Stored data entries
..........

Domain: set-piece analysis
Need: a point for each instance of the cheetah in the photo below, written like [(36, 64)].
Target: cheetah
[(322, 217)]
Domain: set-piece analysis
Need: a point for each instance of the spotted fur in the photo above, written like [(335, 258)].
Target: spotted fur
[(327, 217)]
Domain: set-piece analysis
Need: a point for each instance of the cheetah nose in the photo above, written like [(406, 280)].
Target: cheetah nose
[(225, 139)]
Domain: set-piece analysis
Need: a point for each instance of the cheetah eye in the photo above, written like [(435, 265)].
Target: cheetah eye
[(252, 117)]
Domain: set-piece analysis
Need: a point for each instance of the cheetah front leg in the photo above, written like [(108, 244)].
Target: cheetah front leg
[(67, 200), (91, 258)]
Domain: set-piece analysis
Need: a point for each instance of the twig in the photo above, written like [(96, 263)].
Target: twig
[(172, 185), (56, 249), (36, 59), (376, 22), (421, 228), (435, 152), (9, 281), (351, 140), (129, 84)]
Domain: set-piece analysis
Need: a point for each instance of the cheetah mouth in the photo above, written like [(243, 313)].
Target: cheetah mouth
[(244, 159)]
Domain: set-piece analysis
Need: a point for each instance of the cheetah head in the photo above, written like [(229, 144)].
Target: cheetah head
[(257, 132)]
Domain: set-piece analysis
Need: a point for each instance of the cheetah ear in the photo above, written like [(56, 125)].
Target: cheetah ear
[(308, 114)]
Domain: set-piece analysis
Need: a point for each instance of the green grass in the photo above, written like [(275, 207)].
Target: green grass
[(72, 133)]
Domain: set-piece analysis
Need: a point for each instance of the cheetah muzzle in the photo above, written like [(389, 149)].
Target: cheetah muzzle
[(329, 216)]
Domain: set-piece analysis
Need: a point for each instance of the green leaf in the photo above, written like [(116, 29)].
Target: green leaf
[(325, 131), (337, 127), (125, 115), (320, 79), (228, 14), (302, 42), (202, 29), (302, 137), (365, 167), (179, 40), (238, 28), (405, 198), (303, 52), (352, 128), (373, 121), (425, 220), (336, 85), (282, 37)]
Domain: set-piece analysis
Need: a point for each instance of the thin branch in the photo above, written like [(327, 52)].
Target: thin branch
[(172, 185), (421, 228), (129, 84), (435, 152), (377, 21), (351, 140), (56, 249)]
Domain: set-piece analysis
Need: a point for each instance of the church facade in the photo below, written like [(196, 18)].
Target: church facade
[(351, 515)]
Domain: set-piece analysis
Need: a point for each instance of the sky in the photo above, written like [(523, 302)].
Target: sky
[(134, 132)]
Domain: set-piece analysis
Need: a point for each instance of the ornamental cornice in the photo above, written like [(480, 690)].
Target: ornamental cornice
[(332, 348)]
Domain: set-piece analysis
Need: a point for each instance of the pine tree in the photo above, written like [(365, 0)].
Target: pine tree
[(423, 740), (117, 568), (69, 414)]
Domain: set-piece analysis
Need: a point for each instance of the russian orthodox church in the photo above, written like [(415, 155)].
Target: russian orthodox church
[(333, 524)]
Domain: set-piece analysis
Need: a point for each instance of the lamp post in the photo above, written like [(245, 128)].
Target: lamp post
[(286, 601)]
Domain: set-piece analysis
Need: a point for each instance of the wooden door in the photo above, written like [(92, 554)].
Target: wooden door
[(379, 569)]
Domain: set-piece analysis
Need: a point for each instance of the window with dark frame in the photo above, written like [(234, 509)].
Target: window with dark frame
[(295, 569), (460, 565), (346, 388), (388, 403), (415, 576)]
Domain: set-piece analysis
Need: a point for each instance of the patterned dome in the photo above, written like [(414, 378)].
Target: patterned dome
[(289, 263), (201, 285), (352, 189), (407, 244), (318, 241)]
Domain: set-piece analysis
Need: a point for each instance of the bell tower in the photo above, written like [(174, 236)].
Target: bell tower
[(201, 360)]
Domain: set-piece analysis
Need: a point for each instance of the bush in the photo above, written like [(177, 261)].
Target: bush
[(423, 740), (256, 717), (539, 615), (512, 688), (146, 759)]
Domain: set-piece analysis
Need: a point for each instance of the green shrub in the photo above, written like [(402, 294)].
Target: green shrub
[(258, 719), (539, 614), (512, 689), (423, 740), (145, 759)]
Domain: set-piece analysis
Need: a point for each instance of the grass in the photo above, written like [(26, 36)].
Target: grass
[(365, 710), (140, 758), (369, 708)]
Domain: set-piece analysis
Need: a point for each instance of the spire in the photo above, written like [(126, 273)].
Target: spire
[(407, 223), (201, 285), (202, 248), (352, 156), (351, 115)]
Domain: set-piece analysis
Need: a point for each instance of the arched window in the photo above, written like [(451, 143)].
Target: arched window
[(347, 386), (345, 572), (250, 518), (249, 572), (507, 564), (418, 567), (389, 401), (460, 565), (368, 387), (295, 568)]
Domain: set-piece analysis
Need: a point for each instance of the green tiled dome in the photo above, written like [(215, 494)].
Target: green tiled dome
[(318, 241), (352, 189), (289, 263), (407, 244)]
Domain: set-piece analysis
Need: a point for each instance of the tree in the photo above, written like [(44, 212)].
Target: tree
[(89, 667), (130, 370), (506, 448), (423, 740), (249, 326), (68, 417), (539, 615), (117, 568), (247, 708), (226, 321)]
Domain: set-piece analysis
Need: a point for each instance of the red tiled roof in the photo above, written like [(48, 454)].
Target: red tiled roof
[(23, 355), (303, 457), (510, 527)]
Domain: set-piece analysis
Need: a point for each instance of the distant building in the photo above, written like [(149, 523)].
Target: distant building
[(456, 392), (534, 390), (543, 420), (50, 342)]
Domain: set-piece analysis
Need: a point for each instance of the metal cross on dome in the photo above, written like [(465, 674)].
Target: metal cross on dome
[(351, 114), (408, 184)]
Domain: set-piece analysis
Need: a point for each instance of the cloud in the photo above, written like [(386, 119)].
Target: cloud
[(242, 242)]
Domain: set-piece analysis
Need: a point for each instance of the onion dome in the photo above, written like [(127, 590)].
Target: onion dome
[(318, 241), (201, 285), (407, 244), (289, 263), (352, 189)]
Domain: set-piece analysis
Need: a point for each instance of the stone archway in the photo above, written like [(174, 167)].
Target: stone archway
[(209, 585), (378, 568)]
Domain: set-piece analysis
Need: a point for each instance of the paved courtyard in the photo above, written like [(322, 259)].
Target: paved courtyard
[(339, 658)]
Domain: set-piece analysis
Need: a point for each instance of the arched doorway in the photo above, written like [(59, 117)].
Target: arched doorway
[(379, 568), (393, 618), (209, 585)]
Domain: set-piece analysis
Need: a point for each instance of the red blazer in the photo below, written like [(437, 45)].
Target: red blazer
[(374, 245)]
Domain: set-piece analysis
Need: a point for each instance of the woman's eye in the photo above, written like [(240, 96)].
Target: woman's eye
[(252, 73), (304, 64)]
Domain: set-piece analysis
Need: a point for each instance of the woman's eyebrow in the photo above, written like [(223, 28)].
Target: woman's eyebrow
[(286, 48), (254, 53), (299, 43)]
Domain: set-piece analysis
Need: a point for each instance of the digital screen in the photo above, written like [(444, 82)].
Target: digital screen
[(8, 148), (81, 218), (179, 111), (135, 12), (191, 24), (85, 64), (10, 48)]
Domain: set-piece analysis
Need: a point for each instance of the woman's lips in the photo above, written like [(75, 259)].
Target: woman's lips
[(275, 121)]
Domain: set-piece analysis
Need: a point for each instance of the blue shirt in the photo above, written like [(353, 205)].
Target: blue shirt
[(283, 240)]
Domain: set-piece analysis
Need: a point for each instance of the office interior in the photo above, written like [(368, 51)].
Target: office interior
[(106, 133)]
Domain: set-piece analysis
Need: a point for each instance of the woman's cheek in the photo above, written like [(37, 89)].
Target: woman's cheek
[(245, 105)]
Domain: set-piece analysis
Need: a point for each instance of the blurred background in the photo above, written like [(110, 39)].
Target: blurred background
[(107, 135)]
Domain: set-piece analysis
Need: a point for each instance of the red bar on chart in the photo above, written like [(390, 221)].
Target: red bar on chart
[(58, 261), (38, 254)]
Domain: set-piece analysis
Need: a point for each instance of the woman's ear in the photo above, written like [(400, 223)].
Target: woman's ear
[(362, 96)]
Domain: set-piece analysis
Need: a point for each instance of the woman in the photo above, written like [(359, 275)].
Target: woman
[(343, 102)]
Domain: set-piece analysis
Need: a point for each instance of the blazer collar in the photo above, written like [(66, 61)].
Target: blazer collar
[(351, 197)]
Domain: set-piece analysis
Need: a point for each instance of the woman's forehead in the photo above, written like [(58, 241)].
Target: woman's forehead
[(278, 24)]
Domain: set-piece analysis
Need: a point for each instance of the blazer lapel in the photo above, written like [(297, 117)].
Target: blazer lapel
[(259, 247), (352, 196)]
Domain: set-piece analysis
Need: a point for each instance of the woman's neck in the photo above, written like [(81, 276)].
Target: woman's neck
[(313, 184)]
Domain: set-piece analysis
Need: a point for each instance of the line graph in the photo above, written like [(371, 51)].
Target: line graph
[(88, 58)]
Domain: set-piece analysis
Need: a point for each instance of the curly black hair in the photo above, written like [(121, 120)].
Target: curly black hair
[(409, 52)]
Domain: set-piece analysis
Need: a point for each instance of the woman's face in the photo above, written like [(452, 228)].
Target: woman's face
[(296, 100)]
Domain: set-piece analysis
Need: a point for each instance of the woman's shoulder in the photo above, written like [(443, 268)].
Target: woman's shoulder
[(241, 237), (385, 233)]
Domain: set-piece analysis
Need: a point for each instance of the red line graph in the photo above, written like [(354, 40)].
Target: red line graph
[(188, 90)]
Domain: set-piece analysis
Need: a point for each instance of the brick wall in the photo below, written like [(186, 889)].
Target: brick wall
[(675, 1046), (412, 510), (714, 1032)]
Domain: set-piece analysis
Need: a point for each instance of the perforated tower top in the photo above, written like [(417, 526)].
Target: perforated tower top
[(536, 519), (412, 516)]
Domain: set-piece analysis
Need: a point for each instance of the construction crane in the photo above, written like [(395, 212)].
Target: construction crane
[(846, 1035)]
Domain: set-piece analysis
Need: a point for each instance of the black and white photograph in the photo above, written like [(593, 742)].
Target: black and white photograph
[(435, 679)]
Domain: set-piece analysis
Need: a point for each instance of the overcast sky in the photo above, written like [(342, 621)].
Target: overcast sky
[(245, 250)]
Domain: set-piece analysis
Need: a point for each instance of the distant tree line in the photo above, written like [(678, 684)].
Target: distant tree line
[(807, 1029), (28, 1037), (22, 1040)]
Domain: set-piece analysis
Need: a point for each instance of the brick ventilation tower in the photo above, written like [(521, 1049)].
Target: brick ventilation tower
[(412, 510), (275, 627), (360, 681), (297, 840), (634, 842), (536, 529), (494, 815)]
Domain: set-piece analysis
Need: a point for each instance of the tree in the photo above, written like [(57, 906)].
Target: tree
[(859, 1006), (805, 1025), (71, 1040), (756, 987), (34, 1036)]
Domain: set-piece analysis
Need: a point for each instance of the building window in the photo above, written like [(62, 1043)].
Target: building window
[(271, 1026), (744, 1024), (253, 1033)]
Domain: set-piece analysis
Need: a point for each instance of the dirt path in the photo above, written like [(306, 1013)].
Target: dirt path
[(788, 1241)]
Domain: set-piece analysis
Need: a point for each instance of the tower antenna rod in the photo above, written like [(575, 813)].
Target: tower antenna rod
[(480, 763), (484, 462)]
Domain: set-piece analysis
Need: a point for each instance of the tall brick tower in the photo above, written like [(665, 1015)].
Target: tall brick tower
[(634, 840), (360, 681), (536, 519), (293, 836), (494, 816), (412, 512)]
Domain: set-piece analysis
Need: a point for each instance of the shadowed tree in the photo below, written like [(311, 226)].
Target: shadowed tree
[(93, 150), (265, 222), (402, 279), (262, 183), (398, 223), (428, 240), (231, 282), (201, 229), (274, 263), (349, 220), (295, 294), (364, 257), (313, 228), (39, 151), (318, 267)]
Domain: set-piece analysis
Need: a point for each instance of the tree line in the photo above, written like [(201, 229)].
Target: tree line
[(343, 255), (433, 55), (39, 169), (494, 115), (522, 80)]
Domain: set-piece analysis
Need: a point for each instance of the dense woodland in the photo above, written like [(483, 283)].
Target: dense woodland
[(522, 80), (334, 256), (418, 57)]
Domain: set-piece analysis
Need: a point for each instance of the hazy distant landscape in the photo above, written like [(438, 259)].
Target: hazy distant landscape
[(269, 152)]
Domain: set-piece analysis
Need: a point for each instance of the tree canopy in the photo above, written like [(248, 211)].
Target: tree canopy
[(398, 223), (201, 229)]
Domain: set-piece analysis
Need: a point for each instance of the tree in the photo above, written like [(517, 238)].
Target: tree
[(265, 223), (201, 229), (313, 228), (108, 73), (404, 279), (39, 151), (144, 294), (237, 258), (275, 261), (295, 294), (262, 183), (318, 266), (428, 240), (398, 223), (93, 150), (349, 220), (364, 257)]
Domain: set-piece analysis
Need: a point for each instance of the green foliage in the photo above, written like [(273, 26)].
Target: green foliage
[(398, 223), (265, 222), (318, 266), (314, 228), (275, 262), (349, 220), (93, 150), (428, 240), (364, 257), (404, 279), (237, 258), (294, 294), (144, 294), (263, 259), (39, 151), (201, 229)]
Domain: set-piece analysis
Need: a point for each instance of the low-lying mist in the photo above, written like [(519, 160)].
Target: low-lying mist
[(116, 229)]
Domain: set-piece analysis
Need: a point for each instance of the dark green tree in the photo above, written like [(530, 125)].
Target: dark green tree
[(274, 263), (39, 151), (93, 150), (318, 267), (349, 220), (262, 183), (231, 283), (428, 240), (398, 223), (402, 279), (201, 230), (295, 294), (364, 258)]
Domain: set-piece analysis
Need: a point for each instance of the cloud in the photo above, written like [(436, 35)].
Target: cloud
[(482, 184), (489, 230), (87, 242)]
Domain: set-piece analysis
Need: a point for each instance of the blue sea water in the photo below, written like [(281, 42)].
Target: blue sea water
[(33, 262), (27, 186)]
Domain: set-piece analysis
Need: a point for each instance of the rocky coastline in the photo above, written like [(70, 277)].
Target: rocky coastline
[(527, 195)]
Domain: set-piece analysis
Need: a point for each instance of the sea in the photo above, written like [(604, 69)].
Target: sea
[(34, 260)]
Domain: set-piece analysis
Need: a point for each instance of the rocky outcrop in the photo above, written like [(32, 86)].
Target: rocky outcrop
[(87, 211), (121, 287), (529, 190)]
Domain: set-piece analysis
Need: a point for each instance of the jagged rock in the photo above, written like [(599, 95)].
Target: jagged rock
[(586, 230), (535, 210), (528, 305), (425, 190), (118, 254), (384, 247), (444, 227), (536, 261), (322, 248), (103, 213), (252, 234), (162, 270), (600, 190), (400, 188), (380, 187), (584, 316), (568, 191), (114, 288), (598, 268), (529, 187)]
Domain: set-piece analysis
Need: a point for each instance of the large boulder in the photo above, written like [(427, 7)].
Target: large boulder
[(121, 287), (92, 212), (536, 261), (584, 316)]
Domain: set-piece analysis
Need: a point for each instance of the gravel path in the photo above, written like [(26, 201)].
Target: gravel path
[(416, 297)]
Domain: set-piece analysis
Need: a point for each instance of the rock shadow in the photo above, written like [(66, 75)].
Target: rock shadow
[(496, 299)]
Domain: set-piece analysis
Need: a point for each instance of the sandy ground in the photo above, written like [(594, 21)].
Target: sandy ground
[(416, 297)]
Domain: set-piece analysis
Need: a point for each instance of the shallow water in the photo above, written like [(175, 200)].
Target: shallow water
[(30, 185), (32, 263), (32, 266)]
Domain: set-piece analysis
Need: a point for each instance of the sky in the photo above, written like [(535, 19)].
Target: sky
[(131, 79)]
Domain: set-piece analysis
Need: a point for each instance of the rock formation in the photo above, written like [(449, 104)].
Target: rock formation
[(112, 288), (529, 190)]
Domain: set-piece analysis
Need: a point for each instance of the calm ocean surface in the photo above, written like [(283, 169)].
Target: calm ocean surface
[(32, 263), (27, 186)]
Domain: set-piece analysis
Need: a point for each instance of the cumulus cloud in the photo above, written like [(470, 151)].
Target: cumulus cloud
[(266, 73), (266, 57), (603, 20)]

..........

WORK INSTRUCTIONS: What do the lines above say from the one containing "Target: cheetah eye" down to the one containing "Need: a point for each instance of the twig"? Return them exactly, both end lines included, and only them.

ANSWER SECTION:
Target: cheetah eye
[(252, 117)]
Domain: set-piece analysis
Need: a point for each instance of the cheetah front leg in the photo above, written like [(108, 244)].
Target: cheetah front leg
[(67, 200), (91, 258)]
Domain: set-piece analysis
Need: a point for each instance of the twig in the photo above, written like [(96, 263)].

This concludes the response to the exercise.